BEGIN Data records

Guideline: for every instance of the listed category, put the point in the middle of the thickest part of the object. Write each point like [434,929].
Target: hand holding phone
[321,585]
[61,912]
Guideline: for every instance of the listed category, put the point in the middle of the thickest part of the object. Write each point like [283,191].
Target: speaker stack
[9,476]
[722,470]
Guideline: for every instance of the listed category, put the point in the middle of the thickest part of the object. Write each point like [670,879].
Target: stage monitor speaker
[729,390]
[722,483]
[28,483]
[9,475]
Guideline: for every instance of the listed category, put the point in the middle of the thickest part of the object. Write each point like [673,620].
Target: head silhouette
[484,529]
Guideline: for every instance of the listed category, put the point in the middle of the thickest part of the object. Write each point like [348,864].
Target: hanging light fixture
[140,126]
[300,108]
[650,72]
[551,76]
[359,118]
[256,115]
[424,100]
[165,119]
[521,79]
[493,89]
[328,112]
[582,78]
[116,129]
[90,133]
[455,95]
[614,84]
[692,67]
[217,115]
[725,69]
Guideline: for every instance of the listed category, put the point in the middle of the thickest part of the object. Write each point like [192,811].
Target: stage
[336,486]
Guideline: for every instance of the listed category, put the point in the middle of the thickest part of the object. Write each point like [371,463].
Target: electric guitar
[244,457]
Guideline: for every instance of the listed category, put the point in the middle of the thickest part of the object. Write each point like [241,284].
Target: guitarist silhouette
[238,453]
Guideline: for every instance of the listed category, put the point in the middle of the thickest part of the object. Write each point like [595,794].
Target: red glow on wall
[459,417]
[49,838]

END Data records

▶ [Exercise details]
Quote the listing above, but only from the line that shows "Target: hand holding phone" through the line that shows "point like [670,879].".

▶ [Written answer]
Target: hand holding phone
[321,585]
[61,912]
Guideline: for every instance of the listed category, put the point in the middle of the thickest part of the object. Write each point like [283,191].
Target: speaker stack
[9,476]
[722,470]
Guideline: for every instance of the listed category, put the point in the middle of the thickest part of the object. Write each point like [670,879].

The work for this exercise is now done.